> Stated goal
Please count the lines in the material below that contain the string "laptop", matching case exactly, and give only that number.

[start of Material provided]

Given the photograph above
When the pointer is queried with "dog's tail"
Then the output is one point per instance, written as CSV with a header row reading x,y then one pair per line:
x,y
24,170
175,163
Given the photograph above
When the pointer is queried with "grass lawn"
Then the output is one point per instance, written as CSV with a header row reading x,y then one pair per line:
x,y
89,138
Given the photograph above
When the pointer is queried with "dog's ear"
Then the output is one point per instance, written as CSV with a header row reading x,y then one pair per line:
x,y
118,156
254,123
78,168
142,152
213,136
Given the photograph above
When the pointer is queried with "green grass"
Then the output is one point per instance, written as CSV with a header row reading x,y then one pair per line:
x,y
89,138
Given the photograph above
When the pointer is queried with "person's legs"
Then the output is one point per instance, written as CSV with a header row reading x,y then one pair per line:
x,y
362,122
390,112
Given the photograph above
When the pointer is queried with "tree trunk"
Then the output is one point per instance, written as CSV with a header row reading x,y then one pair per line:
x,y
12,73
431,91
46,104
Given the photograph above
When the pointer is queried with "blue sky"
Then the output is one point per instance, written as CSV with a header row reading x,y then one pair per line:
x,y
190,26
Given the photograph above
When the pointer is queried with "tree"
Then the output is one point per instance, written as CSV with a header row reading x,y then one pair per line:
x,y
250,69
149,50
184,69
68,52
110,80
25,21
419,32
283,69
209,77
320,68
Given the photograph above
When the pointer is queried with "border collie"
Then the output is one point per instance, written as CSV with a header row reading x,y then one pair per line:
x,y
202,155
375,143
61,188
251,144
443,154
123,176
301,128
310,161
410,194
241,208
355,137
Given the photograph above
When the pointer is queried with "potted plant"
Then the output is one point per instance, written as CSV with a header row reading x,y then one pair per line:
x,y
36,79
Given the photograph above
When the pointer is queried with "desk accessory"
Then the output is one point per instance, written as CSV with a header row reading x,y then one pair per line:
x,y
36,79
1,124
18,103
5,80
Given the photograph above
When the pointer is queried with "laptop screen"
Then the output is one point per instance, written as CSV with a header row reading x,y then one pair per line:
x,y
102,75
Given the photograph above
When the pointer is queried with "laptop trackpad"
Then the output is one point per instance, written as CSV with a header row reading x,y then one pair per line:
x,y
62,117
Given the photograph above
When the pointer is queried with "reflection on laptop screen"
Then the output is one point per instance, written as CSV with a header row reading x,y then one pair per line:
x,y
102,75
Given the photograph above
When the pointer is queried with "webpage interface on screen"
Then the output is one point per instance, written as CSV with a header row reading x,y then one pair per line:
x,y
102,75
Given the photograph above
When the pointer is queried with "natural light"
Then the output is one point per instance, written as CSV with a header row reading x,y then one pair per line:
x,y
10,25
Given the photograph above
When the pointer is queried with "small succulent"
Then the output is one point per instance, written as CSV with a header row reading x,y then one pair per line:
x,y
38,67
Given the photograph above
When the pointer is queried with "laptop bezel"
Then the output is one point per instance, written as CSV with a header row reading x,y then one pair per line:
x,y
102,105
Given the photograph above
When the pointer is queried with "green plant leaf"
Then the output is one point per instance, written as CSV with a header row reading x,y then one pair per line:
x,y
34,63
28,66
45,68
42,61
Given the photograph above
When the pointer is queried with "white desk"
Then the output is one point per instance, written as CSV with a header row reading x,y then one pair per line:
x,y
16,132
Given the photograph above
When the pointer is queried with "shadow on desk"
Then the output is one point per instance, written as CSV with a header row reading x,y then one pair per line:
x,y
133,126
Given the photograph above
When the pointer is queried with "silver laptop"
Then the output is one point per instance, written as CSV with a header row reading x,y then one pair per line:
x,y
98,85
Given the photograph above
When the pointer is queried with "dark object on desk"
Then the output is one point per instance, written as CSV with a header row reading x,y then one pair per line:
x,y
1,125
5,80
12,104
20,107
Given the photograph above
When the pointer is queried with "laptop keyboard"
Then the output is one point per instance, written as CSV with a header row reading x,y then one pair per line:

[end of Material provided]

> Expected answer
6